■ **Work order**
The material must be repeated exactly, with every line intact.

■ **Dataset records**
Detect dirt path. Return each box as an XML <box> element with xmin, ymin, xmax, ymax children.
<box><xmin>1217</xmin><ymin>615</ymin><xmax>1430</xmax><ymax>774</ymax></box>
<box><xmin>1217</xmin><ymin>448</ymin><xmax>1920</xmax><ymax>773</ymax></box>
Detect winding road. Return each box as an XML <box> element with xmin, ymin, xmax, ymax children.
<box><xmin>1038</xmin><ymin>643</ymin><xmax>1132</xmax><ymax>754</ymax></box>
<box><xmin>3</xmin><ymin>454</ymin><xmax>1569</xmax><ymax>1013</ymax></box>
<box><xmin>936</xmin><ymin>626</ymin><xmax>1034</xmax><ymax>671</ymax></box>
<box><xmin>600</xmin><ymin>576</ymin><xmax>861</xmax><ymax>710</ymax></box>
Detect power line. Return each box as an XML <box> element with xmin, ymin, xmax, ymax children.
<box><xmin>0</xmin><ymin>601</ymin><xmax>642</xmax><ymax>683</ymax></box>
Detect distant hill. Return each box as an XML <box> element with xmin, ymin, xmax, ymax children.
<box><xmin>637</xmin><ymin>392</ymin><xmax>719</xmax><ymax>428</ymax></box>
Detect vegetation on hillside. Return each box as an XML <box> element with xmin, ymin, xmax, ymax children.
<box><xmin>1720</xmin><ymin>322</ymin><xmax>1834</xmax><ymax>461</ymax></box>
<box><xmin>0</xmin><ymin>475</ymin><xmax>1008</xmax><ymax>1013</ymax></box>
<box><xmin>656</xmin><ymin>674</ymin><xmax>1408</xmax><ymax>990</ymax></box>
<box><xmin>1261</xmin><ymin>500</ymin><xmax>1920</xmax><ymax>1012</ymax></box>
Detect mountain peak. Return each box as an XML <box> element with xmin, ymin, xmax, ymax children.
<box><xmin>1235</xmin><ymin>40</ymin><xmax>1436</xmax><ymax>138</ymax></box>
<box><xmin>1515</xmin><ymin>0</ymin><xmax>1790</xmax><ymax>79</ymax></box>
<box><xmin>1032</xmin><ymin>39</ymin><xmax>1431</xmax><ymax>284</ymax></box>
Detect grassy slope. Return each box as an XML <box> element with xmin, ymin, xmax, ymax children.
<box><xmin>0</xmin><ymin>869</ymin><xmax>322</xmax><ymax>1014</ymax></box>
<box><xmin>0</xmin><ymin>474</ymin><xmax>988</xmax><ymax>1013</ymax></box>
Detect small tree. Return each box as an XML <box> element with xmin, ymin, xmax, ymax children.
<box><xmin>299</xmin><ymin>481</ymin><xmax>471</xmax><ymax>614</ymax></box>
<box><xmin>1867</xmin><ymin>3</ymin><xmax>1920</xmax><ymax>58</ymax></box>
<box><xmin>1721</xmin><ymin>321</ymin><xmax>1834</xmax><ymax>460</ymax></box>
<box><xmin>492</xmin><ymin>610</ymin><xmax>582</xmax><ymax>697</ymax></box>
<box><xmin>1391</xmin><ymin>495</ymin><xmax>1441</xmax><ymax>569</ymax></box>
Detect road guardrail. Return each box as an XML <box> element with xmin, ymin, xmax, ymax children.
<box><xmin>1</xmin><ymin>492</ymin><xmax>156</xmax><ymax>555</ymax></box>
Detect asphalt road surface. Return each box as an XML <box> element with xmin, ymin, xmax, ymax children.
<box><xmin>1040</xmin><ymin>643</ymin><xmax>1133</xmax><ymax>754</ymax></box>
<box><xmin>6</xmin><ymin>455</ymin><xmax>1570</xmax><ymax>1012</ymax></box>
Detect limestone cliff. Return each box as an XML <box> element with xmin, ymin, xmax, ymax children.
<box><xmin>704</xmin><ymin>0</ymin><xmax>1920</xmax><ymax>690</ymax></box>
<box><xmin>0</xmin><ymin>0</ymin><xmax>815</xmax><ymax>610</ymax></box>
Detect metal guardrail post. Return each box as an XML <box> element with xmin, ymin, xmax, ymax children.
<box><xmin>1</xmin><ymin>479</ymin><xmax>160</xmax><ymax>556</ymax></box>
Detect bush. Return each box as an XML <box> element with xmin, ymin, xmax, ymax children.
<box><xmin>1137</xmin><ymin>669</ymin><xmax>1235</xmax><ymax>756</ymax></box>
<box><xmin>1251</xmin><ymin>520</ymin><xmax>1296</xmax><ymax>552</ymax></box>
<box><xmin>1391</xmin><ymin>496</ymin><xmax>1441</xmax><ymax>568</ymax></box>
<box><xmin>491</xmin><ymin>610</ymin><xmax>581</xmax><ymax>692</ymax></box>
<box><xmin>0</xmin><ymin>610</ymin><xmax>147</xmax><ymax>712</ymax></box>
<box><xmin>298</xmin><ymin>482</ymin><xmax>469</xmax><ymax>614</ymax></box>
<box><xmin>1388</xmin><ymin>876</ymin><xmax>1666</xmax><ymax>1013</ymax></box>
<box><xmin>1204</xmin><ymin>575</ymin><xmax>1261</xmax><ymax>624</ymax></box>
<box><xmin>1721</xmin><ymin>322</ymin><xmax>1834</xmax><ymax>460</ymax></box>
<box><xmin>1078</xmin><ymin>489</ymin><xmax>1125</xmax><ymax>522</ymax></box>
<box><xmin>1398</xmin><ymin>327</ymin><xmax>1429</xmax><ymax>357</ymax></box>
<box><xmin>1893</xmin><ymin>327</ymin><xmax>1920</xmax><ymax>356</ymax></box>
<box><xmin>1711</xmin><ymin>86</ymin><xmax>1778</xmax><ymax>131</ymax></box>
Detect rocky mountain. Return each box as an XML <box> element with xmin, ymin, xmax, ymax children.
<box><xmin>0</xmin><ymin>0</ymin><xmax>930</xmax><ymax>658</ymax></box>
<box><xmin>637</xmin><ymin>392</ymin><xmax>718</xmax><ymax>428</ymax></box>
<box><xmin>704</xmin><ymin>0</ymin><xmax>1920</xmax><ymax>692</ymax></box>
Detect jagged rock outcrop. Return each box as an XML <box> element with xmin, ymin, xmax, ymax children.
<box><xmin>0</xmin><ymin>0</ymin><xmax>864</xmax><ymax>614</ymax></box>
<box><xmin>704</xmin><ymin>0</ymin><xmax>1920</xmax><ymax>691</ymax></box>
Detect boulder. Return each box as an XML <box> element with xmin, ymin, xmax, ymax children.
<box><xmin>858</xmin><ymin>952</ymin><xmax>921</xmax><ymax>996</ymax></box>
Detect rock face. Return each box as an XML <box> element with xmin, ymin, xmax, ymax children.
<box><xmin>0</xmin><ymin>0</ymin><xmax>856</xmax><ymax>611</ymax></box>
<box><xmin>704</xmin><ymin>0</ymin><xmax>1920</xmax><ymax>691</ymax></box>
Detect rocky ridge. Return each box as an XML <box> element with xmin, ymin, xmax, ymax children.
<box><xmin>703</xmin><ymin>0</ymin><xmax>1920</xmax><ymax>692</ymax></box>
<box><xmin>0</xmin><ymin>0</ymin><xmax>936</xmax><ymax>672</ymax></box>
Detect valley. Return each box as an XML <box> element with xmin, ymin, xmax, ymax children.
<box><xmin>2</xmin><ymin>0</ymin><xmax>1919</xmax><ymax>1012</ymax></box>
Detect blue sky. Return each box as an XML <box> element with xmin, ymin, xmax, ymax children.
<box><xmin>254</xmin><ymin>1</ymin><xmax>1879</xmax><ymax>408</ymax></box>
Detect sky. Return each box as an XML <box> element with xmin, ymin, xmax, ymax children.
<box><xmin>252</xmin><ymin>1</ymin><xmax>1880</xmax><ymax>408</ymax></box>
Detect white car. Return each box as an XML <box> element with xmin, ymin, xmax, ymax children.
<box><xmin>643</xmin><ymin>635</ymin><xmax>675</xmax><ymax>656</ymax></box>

■ **Response to the exercise**
Detect dirt path. Return each box as an XML <box> element with xmin, ymin, xmax, ymax children.
<box><xmin>1217</xmin><ymin>615</ymin><xmax>1430</xmax><ymax>774</ymax></box>
<box><xmin>1217</xmin><ymin>448</ymin><xmax>1920</xmax><ymax>773</ymax></box>
Detect winding road. Return each box as an XML <box> element with xmin, ymin, xmax, ymax children.
<box><xmin>1038</xmin><ymin>643</ymin><xmax>1132</xmax><ymax>754</ymax></box>
<box><xmin>3</xmin><ymin>454</ymin><xmax>1569</xmax><ymax>1013</ymax></box>
<box><xmin>936</xmin><ymin>626</ymin><xmax>1034</xmax><ymax>671</ymax></box>
<box><xmin>600</xmin><ymin>576</ymin><xmax>861</xmax><ymax>710</ymax></box>
Detect power line. Return each box as an XML <box> element with xmin, ymin, xmax, ymax children.
<box><xmin>0</xmin><ymin>601</ymin><xmax>642</xmax><ymax>683</ymax></box>
Detect distant hill. Return each box as an XML <box> element with xmin, ymin, xmax, ymax children.
<box><xmin>637</xmin><ymin>392</ymin><xmax>719</xmax><ymax>428</ymax></box>
Detect vegetation on hillside. Return each box as an XML <box> element with xmin, ymin, xmax, ymax children.
<box><xmin>1720</xmin><ymin>322</ymin><xmax>1834</xmax><ymax>461</ymax></box>
<box><xmin>0</xmin><ymin>475</ymin><xmax>1008</xmax><ymax>1013</ymax></box>
<box><xmin>656</xmin><ymin>674</ymin><xmax>1408</xmax><ymax>990</ymax></box>
<box><xmin>1261</xmin><ymin>500</ymin><xmax>1920</xmax><ymax>1012</ymax></box>
Detect mountain peak. Return each box as an XML <box> element with xmin, ymin, xmax, ymax children.
<box><xmin>1235</xmin><ymin>40</ymin><xmax>1436</xmax><ymax>138</ymax></box>
<box><xmin>1515</xmin><ymin>0</ymin><xmax>1790</xmax><ymax>79</ymax></box>
<box><xmin>1032</xmin><ymin>39</ymin><xmax>1431</xmax><ymax>284</ymax></box>
Detect grassy slope. Return each box as an XML <box> element with xmin, ymin, xmax, ymax children.
<box><xmin>0</xmin><ymin>869</ymin><xmax>322</xmax><ymax>1014</ymax></box>
<box><xmin>0</xmin><ymin>474</ymin><xmax>988</xmax><ymax>1013</ymax></box>
Detect small tree. Return each box as an XML <box> element with xmin, ymin, xmax, ymax children.
<box><xmin>299</xmin><ymin>481</ymin><xmax>471</xmax><ymax>614</ymax></box>
<box><xmin>1867</xmin><ymin>3</ymin><xmax>1920</xmax><ymax>58</ymax></box>
<box><xmin>1721</xmin><ymin>321</ymin><xmax>1834</xmax><ymax>460</ymax></box>
<box><xmin>492</xmin><ymin>610</ymin><xmax>582</xmax><ymax>697</ymax></box>
<box><xmin>1391</xmin><ymin>495</ymin><xmax>1441</xmax><ymax>569</ymax></box>
Detect road guardrail. Return each box as an XML <box> element with xmin, ymin, xmax, ymax children.
<box><xmin>1</xmin><ymin>492</ymin><xmax>156</xmax><ymax>555</ymax></box>
Detect asphalt road surface. Return each box as an XML <box> element with xmin, ymin, xmax, ymax children.
<box><xmin>1040</xmin><ymin>643</ymin><xmax>1133</xmax><ymax>754</ymax></box>
<box><xmin>6</xmin><ymin>455</ymin><xmax>1570</xmax><ymax>1012</ymax></box>
Detect limestone cliff. Return each box as an XML <box> element with xmin, ymin, xmax, ymax children.
<box><xmin>704</xmin><ymin>0</ymin><xmax>1920</xmax><ymax>690</ymax></box>
<box><xmin>0</xmin><ymin>0</ymin><xmax>815</xmax><ymax>610</ymax></box>
Detect metal guardrail post. Return each box as an XML <box> element with xmin, ymin, xmax, ymax children.
<box><xmin>1</xmin><ymin>479</ymin><xmax>160</xmax><ymax>556</ymax></box>
Detect bush. Return each box as an XML <box> element with xmin, ymin, xmax, ymax children.
<box><xmin>1137</xmin><ymin>669</ymin><xmax>1235</xmax><ymax>756</ymax></box>
<box><xmin>1251</xmin><ymin>520</ymin><xmax>1296</xmax><ymax>552</ymax></box>
<box><xmin>1391</xmin><ymin>496</ymin><xmax>1441</xmax><ymax>568</ymax></box>
<box><xmin>491</xmin><ymin>610</ymin><xmax>581</xmax><ymax>692</ymax></box>
<box><xmin>0</xmin><ymin>610</ymin><xmax>147</xmax><ymax>712</ymax></box>
<box><xmin>298</xmin><ymin>482</ymin><xmax>469</xmax><ymax>614</ymax></box>
<box><xmin>1388</xmin><ymin>876</ymin><xmax>1666</xmax><ymax>1013</ymax></box>
<box><xmin>1204</xmin><ymin>575</ymin><xmax>1261</xmax><ymax>624</ymax></box>
<box><xmin>1721</xmin><ymin>322</ymin><xmax>1834</xmax><ymax>460</ymax></box>
<box><xmin>1078</xmin><ymin>489</ymin><xmax>1125</xmax><ymax>522</ymax></box>
<box><xmin>1398</xmin><ymin>327</ymin><xmax>1429</xmax><ymax>357</ymax></box>
<box><xmin>1893</xmin><ymin>327</ymin><xmax>1920</xmax><ymax>356</ymax></box>
<box><xmin>1711</xmin><ymin>86</ymin><xmax>1778</xmax><ymax>131</ymax></box>
Detect rocky mountain. Return each box as an XML <box> element with xmin, ymin, xmax, ymax children.
<box><xmin>0</xmin><ymin>0</ymin><xmax>930</xmax><ymax>658</ymax></box>
<box><xmin>637</xmin><ymin>392</ymin><xmax>718</xmax><ymax>428</ymax></box>
<box><xmin>704</xmin><ymin>0</ymin><xmax>1920</xmax><ymax>692</ymax></box>
Detect jagged rock outcrop. Return each box as an XML <box> element with xmin, ymin, xmax, ymax children.
<box><xmin>0</xmin><ymin>0</ymin><xmax>864</xmax><ymax>614</ymax></box>
<box><xmin>704</xmin><ymin>0</ymin><xmax>1920</xmax><ymax>691</ymax></box>
Detect boulder. Return each box as an XML <box> element with xmin, ymin, xmax, ymax children.
<box><xmin>858</xmin><ymin>952</ymin><xmax>921</xmax><ymax>996</ymax></box>
Detect rock face. Return each box as an XML <box> element with xmin, ymin, xmax, ymax children.
<box><xmin>0</xmin><ymin>0</ymin><xmax>856</xmax><ymax>611</ymax></box>
<box><xmin>704</xmin><ymin>0</ymin><xmax>1920</xmax><ymax>691</ymax></box>
Detect rocky ridge. Return each box as an XML <box> element with xmin, ymin, xmax, ymax children.
<box><xmin>703</xmin><ymin>0</ymin><xmax>1920</xmax><ymax>692</ymax></box>
<box><xmin>0</xmin><ymin>0</ymin><xmax>936</xmax><ymax>672</ymax></box>
Detect valley. Return each box as an XML <box> element with xmin, ymin, xmax, ymax children.
<box><xmin>2</xmin><ymin>0</ymin><xmax>1919</xmax><ymax>1012</ymax></box>
Detect blue sky. Return each box as an XML <box> element with xmin, ymin, xmax, ymax children.
<box><xmin>254</xmin><ymin>1</ymin><xmax>1879</xmax><ymax>408</ymax></box>
Detect sky. Return each box as an XML <box> element with xmin, ymin, xmax, ymax children.
<box><xmin>252</xmin><ymin>1</ymin><xmax>1880</xmax><ymax>408</ymax></box>
Detect white car. Return each box as an XML <box> element with xmin, ymin, xmax, ymax children.
<box><xmin>643</xmin><ymin>635</ymin><xmax>675</xmax><ymax>656</ymax></box>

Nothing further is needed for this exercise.